> [Supplied records]
(begin)

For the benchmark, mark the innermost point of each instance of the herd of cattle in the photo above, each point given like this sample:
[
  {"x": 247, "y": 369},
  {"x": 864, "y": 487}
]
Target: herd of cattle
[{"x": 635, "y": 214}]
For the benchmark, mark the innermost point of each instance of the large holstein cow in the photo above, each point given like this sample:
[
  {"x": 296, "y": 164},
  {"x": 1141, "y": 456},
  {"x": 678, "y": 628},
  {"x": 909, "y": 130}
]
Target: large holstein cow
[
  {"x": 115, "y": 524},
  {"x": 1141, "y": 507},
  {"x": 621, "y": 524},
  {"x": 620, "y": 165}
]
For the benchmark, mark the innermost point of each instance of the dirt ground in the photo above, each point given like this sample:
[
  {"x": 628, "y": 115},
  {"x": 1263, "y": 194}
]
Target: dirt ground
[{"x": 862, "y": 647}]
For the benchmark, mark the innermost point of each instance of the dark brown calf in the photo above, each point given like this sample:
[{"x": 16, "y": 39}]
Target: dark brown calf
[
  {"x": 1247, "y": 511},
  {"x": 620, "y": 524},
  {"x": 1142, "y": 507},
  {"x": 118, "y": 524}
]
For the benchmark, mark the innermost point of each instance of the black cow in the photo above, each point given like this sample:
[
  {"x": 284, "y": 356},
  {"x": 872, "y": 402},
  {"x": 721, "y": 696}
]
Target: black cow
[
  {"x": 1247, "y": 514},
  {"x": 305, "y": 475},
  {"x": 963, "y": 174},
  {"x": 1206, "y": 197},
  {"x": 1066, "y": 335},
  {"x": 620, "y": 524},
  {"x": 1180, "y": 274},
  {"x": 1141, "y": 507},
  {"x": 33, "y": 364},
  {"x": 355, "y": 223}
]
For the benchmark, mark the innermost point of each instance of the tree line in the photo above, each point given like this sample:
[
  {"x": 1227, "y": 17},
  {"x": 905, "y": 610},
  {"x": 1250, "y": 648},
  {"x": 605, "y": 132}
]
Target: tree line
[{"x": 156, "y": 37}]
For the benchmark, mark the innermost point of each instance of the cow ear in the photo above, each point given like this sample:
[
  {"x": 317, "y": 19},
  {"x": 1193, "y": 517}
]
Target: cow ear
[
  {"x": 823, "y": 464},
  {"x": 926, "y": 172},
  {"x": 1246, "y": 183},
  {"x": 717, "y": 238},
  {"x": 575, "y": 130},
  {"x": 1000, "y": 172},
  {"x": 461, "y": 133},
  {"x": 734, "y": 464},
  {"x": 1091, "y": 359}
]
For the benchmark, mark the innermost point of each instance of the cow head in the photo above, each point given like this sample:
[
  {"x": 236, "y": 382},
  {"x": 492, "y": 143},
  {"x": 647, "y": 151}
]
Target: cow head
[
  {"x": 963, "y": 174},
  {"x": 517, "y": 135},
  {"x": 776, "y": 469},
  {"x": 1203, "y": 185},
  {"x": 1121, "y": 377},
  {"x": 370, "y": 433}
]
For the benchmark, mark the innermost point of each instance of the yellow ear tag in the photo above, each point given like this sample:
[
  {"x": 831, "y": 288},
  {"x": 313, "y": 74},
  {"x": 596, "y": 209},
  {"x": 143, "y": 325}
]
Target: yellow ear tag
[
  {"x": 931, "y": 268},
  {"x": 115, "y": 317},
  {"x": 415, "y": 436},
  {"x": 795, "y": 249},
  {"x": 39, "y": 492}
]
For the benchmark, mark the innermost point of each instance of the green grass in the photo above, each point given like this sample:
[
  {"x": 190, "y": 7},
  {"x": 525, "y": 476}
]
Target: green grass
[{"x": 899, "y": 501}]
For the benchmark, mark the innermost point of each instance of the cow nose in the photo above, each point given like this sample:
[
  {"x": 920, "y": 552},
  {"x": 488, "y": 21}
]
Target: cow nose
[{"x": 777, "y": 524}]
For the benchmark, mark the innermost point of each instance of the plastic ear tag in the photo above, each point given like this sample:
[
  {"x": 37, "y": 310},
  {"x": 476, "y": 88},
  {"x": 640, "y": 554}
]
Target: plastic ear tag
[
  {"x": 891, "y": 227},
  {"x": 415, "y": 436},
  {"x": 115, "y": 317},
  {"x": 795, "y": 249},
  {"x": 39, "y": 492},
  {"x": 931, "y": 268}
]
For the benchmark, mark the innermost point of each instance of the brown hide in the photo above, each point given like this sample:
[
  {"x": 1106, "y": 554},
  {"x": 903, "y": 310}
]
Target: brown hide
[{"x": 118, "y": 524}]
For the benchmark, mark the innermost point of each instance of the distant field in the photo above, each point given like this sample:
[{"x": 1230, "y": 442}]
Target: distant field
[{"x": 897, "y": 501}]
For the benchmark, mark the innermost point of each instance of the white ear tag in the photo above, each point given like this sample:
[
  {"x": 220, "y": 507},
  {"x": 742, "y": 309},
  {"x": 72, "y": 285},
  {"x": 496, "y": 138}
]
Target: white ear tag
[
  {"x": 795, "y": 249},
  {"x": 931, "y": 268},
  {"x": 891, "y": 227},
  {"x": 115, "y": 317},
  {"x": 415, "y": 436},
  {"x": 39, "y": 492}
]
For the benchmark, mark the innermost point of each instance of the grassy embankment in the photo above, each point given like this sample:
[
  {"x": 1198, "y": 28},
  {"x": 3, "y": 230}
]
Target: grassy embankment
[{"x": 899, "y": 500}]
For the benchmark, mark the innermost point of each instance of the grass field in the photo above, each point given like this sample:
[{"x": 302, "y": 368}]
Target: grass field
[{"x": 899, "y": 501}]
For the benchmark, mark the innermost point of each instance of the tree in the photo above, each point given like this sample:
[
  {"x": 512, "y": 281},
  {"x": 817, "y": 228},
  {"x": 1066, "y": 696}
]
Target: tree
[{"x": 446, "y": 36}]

(end)

> [Aim]
Can you rewrite everything from the line containing "the grass field" down to the end of the records, with "innermost point" swapped for "central point" and nothing else changed?

> [Solution to this problem]
For the benchmark, mark the central point of each instance of the grass field in the photo above, each point given like this sample:
[{"x": 302, "y": 368}]
Target: grass field
[{"x": 899, "y": 501}]
For the benchmark, mark the central point of each instance of the tree in the photo above, each point given like this sample:
[
  {"x": 512, "y": 281},
  {"x": 817, "y": 228},
  {"x": 1066, "y": 696}
]
Target: tree
[{"x": 446, "y": 36}]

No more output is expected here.